Enunciado:
Según la página sobre el War Requiem, ¿en qué año entró Wilfred Owen en el ejército?

Página:
* * * * * * *

El War Requiem como símbolo
La guerra como inspiración
El oratorio como ópera
1 de febrero de 1915. No, me niego a seguir anotando los sucesos de esta guerra, es una sucesión de altibajos sin fin. A ello se suman los rumores que pretenden acelerarlo todo, la guerra y la paz. Pero ya no tienen ningún efecto, ya no tranquilizan a nadie.
2 de febrero. Por fin ha refrescado un poco. Parece que el invierno está siendo benévolo en el norte. Hoy han vuelto a llamar a filas a cientos de miles, hasta el último hombre es enviado al norte, una hornada tras otra. La guerra, esa despobladora de ciudades.
Stefan Zweig, Dietarios (Acantilado, 2021)
El siglo acababa de empezar y Stefan Zweig ya se había hartado de él. Le quedaban todavía muchos horrores por contemplar y relatarnos, con la esperanza de que en el siglo xxi seríamos capaces de no caer en los mismos errores. Quizás pensaba, quién sabe, que lograríamos volver a ese “mundo de ayer” en el que la cultura todavía podía estar por encima de la barbarie. Ese 1915 entró en el ejército Wilfred Owen, el autor de los poemas que Britten engarza al texto latino de Requiem. Moriría en el frente, tres años después.

* * * * * * *

Extractos de ítems:
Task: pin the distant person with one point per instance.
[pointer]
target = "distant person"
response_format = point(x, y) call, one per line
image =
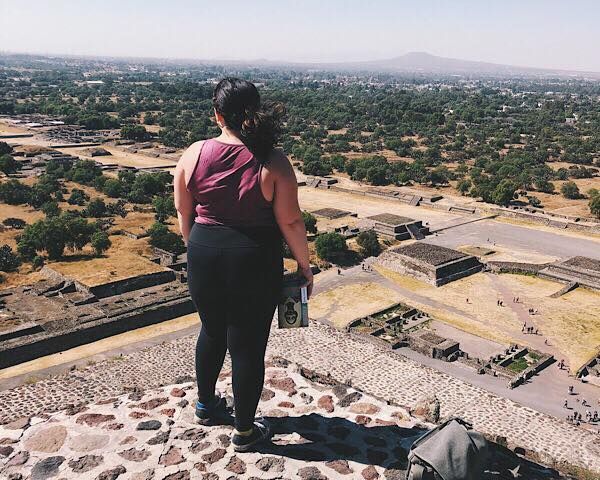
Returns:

* * * * * * *

Respuesta:
En 1915.